**GOAL**. Could you copy every one of the entries below line for line, without changing a single character?

**DATA ENTRIES**.
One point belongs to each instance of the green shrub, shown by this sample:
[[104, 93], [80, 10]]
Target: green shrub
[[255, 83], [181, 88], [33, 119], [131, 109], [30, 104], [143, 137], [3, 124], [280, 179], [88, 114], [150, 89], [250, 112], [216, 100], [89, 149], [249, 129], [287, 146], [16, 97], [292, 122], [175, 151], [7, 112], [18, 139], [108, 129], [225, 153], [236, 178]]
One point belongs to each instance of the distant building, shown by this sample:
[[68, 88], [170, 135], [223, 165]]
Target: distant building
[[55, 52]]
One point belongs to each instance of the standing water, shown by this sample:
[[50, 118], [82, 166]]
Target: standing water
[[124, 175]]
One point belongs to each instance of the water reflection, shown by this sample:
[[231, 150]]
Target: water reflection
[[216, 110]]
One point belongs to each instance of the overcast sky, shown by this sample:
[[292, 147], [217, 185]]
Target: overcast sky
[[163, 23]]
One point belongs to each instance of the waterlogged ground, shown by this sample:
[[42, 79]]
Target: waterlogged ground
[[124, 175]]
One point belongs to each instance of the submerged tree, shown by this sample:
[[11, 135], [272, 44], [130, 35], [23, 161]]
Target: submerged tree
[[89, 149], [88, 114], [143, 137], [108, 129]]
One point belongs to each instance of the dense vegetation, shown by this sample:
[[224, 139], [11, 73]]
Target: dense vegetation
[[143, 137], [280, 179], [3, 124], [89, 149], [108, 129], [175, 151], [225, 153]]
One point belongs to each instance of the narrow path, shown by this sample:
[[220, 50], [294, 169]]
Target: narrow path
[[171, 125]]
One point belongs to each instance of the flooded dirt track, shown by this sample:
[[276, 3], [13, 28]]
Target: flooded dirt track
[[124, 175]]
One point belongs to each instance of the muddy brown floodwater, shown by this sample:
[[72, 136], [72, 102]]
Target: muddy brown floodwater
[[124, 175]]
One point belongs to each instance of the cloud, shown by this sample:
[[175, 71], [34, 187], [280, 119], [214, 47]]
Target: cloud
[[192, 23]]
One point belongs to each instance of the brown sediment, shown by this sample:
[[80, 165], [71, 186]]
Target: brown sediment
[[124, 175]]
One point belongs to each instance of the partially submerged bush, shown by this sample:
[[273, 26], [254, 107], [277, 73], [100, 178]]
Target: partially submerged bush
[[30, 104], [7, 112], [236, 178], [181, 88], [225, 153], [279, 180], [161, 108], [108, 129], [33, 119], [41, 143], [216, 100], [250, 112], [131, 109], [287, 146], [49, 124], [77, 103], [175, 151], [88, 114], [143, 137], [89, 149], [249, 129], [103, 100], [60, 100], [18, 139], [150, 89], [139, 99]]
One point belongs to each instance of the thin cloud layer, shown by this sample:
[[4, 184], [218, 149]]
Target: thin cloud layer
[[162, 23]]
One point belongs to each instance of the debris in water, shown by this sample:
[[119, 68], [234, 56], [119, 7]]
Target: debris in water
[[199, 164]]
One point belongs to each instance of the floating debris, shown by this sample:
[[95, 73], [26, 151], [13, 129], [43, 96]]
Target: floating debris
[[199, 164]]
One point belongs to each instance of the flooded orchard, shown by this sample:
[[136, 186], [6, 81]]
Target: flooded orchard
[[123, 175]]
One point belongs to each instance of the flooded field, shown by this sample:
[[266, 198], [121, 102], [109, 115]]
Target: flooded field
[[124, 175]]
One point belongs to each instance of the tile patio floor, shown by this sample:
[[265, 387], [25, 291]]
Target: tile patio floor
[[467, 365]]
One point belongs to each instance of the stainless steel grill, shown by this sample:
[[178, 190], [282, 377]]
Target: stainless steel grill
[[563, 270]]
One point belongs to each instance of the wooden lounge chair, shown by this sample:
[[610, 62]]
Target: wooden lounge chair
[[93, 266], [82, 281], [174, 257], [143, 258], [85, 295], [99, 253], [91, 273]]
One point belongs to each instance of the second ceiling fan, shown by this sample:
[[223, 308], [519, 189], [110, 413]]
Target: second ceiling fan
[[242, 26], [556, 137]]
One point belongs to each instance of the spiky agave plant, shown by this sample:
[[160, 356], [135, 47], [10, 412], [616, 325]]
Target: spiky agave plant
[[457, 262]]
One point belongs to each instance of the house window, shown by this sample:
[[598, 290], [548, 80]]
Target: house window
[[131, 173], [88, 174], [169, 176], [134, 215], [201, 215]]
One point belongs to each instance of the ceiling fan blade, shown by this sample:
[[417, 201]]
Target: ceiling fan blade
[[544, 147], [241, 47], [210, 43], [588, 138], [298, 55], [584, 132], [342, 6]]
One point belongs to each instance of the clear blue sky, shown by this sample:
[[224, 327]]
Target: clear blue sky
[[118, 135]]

**ANSWER FOR THIS EXERCISE**.
One point belongs to each instance of the green shrub, shown by this sample:
[[104, 93], [80, 10]]
Target: green shrub
[[255, 83], [181, 88], [33, 119], [131, 109], [30, 104], [143, 137], [3, 124], [280, 179], [88, 114], [150, 89], [250, 112], [216, 100], [89, 149], [249, 129], [287, 146], [16, 97], [292, 122], [175, 151], [7, 112], [18, 139], [108, 129], [225, 153], [236, 178]]
One point belongs to each instance of the distant building, shown by this sample:
[[68, 88], [170, 135], [223, 165]]
Target: distant building
[[55, 52]]
One point belongs to each instance of the standing water, shown by this sample:
[[50, 118], [82, 166]]
Target: standing water
[[124, 175]]
One point belongs to each instance of the water reflection, shown by this sample:
[[231, 150]]
Target: water reflection
[[216, 110]]
One point belongs to each instance of the overcast sky, shown by this sample:
[[292, 147], [217, 185]]
Target: overcast sky
[[163, 23]]
One point belongs to each instance of the waterlogged ground, shown by this sample:
[[42, 79]]
Target: waterlogged ground
[[124, 175]]
One point belongs to each instance of the submerged tree, shown by this sample:
[[11, 135], [272, 44], [130, 35], [23, 161]]
Target: submerged tree
[[89, 149], [88, 114], [143, 137], [108, 129]]
One point belongs to each instance of the dense vegetation, shown by this sample:
[[224, 139], [11, 73]]
Target: dense vegetation
[[143, 137], [280, 179], [3, 124], [89, 149], [108, 129], [175, 151], [225, 153]]
One point belongs to each instance of the narrow path, shown by this sample:
[[220, 50], [294, 169]]
Target: narrow path
[[171, 125]]
One point belongs to each instance of the flooded dirt track, shown by this sample:
[[276, 3], [13, 28]]
Target: flooded dirt track
[[124, 175]]
One point belongs to each instance of the muddy brown floodwater, shown by this sample:
[[72, 136], [72, 102]]
Target: muddy brown floodwater
[[124, 175]]
One point belongs to each instance of the cloud, shown by this sample:
[[175, 71], [34, 187], [280, 119], [214, 47]]
Target: cloud
[[192, 23]]
One point belongs to each instance of the brown sediment, shown by this sample:
[[80, 165], [71, 186]]
Target: brown sediment
[[124, 175]]
One point belongs to each instance of the partially submerged bush, shown by this sample:
[[273, 26], [254, 107], [277, 73], [100, 178]]
Target: partially submerged bush
[[30, 104], [7, 112], [236, 178], [181, 88], [225, 153], [279, 180], [161, 108], [108, 129], [33, 119], [41, 143], [216, 100], [250, 112], [131, 109], [287, 146], [49, 124], [77, 103], [175, 151], [88, 114], [143, 137], [89, 149], [249, 129], [103, 100], [60, 100], [18, 139], [150, 89], [139, 99]]
One point belongs to each instance of the thin cloud layer, shown by this sample:
[[4, 184], [218, 149]]
Target: thin cloud layer
[[162, 23]]
One point belongs to each instance of the debris in water, shown by this sample:
[[119, 68], [234, 56], [119, 7]]
Target: debris in water
[[199, 164]]
One point belongs to each instance of the floating debris, shown by this sample:
[[95, 73], [26, 151], [13, 129], [43, 96]]
Target: floating debris
[[199, 164]]
One point belongs to each instance of the flooded orchard, shown by this sample:
[[136, 186], [6, 81]]
Target: flooded orchard
[[123, 175]]
One point belongs to each instance of the flooded field, shown by this sample:
[[266, 198], [121, 102], [109, 115]]
Target: flooded field
[[124, 175]]
One point belongs to each instance of the tile patio floor, shown by this sample:
[[265, 387], [25, 291]]
Target: tile patio floor
[[467, 365]]
One point belongs to each instance of the stainless steel grill, shown by this sample:
[[178, 190], [282, 377]]
Target: stainless steel grill
[[563, 270]]
One point belongs to each instance of the wooden lounge chair, shown by this sample:
[[610, 62]]
Target: wooden lounge chair
[[93, 266], [82, 281], [174, 257], [143, 258], [85, 295], [99, 253], [91, 273]]
One point belongs to each instance of the second ceiling fan, shown by this sample:
[[223, 308], [519, 189], [110, 413]]
Target: second ceiling fan
[[242, 26], [556, 137]]
One point belongs to each instance of the spiky agave plant, shown by this sample:
[[160, 356], [135, 47], [10, 412], [616, 325]]
Target: spiky agave plant
[[457, 262]]
One point belongs to each instance of the house window, shown by this sample:
[[598, 290], [548, 80]]
Target: house window
[[131, 173], [88, 174], [169, 176], [134, 215], [201, 215]]
One point belongs to each instance of the ceiling fan blade, shown by this sample:
[[417, 201]]
Target: ceiling fan blade
[[544, 147], [241, 47], [210, 43], [588, 138], [298, 55], [584, 132], [342, 6]]
One point belongs to each instance of the clear blue sky, shown by this sample:
[[224, 327]]
Target: clear blue sky
[[118, 135]]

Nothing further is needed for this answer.